### Extracted entries

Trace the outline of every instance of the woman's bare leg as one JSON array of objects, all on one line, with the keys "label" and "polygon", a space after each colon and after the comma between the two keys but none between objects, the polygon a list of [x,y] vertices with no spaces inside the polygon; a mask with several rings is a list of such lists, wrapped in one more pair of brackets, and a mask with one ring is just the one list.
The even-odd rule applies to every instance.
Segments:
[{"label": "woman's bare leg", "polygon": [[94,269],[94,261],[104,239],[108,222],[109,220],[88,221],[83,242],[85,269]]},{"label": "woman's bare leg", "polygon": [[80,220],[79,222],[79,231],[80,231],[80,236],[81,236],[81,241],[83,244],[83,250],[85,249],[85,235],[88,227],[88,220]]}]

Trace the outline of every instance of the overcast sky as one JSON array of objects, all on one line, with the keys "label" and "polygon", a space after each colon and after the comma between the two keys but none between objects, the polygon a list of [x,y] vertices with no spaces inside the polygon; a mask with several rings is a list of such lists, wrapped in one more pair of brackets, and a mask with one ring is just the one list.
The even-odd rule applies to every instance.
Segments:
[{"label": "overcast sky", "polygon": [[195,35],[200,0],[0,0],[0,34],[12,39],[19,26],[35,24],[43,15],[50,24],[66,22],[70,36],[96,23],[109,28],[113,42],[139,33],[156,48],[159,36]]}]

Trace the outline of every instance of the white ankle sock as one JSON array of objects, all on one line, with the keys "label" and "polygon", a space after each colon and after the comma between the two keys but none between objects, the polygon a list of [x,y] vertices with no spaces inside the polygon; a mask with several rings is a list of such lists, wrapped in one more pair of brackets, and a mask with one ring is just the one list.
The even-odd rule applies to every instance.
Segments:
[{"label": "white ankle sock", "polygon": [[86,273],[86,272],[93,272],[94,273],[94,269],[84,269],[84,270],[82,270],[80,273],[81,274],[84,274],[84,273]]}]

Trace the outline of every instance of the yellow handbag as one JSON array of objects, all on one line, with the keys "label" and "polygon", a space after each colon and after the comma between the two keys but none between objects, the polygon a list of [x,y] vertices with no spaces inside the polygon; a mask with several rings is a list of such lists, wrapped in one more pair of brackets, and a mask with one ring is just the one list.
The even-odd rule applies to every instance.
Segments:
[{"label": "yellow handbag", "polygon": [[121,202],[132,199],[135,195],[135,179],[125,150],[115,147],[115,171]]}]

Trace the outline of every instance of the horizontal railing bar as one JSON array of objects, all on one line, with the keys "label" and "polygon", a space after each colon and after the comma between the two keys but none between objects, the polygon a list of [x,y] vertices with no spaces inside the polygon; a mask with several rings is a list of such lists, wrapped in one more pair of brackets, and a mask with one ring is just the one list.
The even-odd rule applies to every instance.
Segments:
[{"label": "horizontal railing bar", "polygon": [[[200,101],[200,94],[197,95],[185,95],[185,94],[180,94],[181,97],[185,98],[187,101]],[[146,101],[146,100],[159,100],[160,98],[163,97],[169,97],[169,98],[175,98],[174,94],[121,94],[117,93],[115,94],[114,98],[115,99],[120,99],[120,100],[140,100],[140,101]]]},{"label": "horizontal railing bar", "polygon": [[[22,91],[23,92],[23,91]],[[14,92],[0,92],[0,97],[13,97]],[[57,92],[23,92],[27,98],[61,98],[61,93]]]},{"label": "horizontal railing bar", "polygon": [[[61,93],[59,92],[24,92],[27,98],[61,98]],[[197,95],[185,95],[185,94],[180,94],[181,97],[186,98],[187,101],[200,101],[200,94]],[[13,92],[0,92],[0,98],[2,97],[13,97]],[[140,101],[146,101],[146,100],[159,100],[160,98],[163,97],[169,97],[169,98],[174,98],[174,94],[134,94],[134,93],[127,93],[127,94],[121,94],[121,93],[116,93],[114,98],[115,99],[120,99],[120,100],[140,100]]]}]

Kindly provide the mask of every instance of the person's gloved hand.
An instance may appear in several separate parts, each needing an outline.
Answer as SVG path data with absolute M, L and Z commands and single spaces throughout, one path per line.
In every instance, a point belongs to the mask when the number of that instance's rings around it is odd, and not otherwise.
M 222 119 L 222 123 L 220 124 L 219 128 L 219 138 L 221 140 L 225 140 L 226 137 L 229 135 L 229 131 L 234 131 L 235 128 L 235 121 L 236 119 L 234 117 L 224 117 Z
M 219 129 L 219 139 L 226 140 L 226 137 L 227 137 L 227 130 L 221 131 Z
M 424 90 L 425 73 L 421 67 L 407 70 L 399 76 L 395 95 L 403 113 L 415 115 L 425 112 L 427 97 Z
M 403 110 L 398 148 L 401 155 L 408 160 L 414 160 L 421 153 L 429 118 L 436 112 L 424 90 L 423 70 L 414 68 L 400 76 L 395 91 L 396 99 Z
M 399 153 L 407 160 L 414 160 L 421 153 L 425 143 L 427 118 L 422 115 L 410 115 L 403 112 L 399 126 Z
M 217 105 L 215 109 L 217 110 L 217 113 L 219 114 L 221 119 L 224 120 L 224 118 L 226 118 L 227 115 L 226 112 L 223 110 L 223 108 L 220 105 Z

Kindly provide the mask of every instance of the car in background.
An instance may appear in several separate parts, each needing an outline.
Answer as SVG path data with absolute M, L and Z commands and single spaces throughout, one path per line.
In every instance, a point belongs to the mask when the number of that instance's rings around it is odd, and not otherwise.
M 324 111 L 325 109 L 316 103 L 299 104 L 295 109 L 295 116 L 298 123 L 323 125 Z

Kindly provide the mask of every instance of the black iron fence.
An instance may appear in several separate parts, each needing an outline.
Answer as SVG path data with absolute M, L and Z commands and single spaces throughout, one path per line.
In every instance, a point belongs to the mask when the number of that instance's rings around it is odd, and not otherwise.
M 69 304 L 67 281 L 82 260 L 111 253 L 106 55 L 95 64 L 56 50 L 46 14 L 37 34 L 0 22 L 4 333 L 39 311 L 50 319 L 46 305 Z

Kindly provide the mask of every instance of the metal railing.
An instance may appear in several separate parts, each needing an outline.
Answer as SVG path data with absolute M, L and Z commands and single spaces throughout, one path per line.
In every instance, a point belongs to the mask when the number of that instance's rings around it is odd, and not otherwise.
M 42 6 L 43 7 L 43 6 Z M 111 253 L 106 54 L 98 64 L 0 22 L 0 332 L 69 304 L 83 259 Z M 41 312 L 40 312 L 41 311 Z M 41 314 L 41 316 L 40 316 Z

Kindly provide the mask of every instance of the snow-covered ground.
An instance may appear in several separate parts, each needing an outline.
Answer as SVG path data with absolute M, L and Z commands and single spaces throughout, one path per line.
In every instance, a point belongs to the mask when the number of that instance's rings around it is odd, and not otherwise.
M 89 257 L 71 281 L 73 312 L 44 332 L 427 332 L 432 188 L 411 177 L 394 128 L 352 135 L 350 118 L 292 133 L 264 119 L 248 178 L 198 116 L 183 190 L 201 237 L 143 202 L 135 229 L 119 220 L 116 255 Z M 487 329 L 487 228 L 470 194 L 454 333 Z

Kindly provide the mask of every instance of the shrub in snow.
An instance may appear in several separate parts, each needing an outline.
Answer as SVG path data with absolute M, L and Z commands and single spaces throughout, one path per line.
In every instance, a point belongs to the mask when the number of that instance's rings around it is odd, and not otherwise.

### Exercise
Return the records above in their entirety, exactly as they appear.

### Exercise solution
Trace the outline of every instance of the woman's bare leg as one JSON array of objects, all on one line, with the keys "label" and "polygon", a space after each colon and after the comma between the two keys but none between objects, the polygon a list of [x,y] vertices with no spaces inside the polygon; a mask with several rings is a list of such lists, wrapped in one more pair of brackets, and a mask with one ring is just the one list.
The even-odd rule applies to every instance.
Segments:
[{"label": "woman's bare leg", "polygon": [[94,269],[94,261],[104,239],[108,222],[109,220],[88,221],[83,242],[85,269]]},{"label": "woman's bare leg", "polygon": [[80,220],[79,222],[79,231],[80,231],[80,236],[81,236],[81,241],[83,244],[83,250],[85,249],[85,235],[88,227],[88,220]]}]

Trace the outline of every instance of the overcast sky as one JSON array of objects, all on one line, with the keys "label" and "polygon", a space after each colon and after the comma between the two keys but none between objects, the polygon a list of [x,y] vertices with no spaces inside the polygon; a mask with several rings is a list of such lists, wrapped in one more pair of brackets, and a mask with one ring is just the one list.
The even-odd rule applies to every instance.
Segments:
[{"label": "overcast sky", "polygon": [[195,35],[200,0],[0,0],[0,34],[12,39],[19,26],[35,24],[43,15],[50,24],[66,22],[70,36],[96,23],[109,28],[113,42],[139,33],[156,48],[159,36]]}]

Trace the outline of every instance of the white ankle sock as one JSON array of objects, all on one line, with the keys "label" and "polygon", a space after each colon and after the comma between the two keys but none between objects, the polygon a list of [x,y] vertices with no spaces inside the polygon; a mask with several rings is a list of such lists, wrapped in one more pair of brackets, and a mask with one ring is just the one list.
The even-odd rule applies to every instance.
Segments:
[{"label": "white ankle sock", "polygon": [[86,273],[86,272],[93,272],[94,273],[94,269],[84,269],[84,270],[82,270],[80,273],[81,274],[84,274],[84,273]]}]

Trace the outline of every instance of the yellow handbag as one JSON array of objects, all on one line, with the keys "label" and "polygon", a space after each colon and after the comma between the two keys but none between objects, the polygon a list of [x,y] vertices with no spaces inside the polygon; a mask with several rings is a list of such lists, wrapped in one more pair of brackets, and a mask with one ring is just the one list.
The even-odd rule applies to every instance.
Segments:
[{"label": "yellow handbag", "polygon": [[121,202],[132,199],[135,195],[135,179],[125,150],[115,147],[115,171]]}]

Trace the outline of every instance of the horizontal railing bar as one JSON array of objects, all on one line, with the keys "label" and "polygon", a space after each colon and after the comma between the two keys but none between objects, the polygon a list of [x,y] vertices with no spaces inside the polygon; a mask with several rings is a list of such lists, wrapped in one more pair of brackets, and a mask with one ring is just the one list.
The even-odd rule applies to every instance.
Segments:
[{"label": "horizontal railing bar", "polygon": [[[200,101],[200,94],[197,95],[185,95],[185,94],[180,94],[181,97],[185,98],[187,101]],[[146,101],[146,100],[159,100],[160,98],[163,97],[169,97],[169,98],[175,98],[174,94],[121,94],[117,93],[115,94],[114,98],[115,99],[120,99],[120,100],[140,100],[140,101]]]},{"label": "horizontal railing bar", "polygon": [[[22,91],[23,92],[23,91]],[[14,92],[0,92],[0,97],[13,97]],[[57,92],[23,92],[27,98],[61,98],[61,93]]]},{"label": "horizontal railing bar", "polygon": [[[61,93],[59,92],[24,92],[27,98],[61,98]],[[197,95],[185,95],[185,94],[180,94],[181,97],[186,98],[187,101],[200,101],[200,94]],[[13,92],[0,92],[0,98],[2,97],[13,97]],[[140,101],[146,101],[146,100],[159,100],[160,98],[163,97],[169,97],[169,98],[174,98],[174,94],[134,94],[134,93],[127,93],[127,94],[121,94],[121,93],[116,93],[114,98],[115,99],[120,99],[120,100],[140,100]]]}]

Kindly provide the mask of every instance of the person's gloved hand.
An instance may appear in several separate parts, each needing an outline.
Answer as SVG path data with absolute M, L and Z commands and single spaces throughout, one path per line.
In every instance, a point belongs to the mask when the number of that instance's rings around it is odd, and not otherwise.
M 222 119 L 222 123 L 220 124 L 219 128 L 219 138 L 221 140 L 225 140 L 226 137 L 229 135 L 229 131 L 234 131 L 235 128 L 235 121 L 236 119 L 234 117 L 224 117 Z
M 219 129 L 219 139 L 226 140 L 226 137 L 227 137 L 227 130 L 221 131 Z
M 424 90 L 425 73 L 421 67 L 407 70 L 399 76 L 395 95 L 403 113 L 415 115 L 425 112 L 427 97 Z
M 403 110 L 398 148 L 401 155 L 408 160 L 414 160 L 421 153 L 429 118 L 436 112 L 424 90 L 423 70 L 414 68 L 400 76 L 395 91 L 396 99 Z
M 399 153 L 407 160 L 414 160 L 421 153 L 425 143 L 427 118 L 422 115 L 410 115 L 403 112 L 399 126 Z
M 217 105 L 215 109 L 217 110 L 217 113 L 219 114 L 221 119 L 224 120 L 224 118 L 226 118 L 227 115 L 226 112 L 223 110 L 223 108 L 220 105 Z

Kindly provide the mask of every instance of the car in background.
An instance may appear in several separate parts, each needing an outline.
Answer as SVG path data with absolute M, L and Z commands and single spaces throughout, one path per line.
In every instance, a point belongs to the mask when the number of that instance's rings around it is odd, and not otherwise.
M 324 111 L 325 109 L 316 103 L 299 104 L 295 109 L 295 116 L 298 123 L 323 125 Z

Kindly provide the mask of every instance of the black iron fence.
An instance may appear in several separate parts, each needing an outline.
Answer as SVG path data with absolute M, L and Z commands and single spaces throughout, one path per line.
In every instance, a point belongs to the mask when the number of that instance's rings around it is odd, and not otherwise.
M 69 304 L 67 281 L 82 260 L 111 253 L 106 55 L 95 64 L 56 50 L 46 14 L 37 34 L 0 22 L 4 333 L 39 311 L 50 319 L 46 305 Z

Kindly provide the mask of every instance of the metal railing.
An instance may appear in several separate parts, each needing an outline.
Answer as SVG path data with absolute M, L and Z commands and single spaces throughout, one path per line.
In every instance, a point belongs to the mask when the number of that instance's rings around it is odd, and not otherwise.
M 42 6 L 43 7 L 43 6 Z M 111 253 L 106 54 L 98 64 L 0 22 L 0 332 L 69 304 L 83 259 Z M 41 312 L 40 312 L 41 311 Z M 41 314 L 41 316 L 40 316 Z

Kindly provide the mask of every instance of the snow-covered ground.
An instance may appear in several separate parts, each needing an outline.
Answer as SVG path data with absolute M, L and Z commands and single spaces throughout, one path per line.
In every instance, a point belongs to the mask when the number of that instance's rings around it is odd, and not otherwise.
M 89 257 L 71 281 L 73 312 L 44 332 L 427 332 L 432 188 L 411 177 L 394 128 L 352 135 L 350 118 L 292 133 L 264 119 L 248 178 L 198 116 L 183 190 L 201 237 L 143 202 L 135 229 L 119 220 L 116 255 Z M 487 329 L 487 228 L 470 194 L 454 333 Z

Kindly provide the mask of every instance of the shrub in snow.
An instance may appear in several separate parts, each needing an outline.
Answer as SVG path data with absolute M, L and Z commands and single spaces throughout, one path per line.
In every instance, a point belongs to the mask when the number of that instance's rings around it is odd, and not otherwise.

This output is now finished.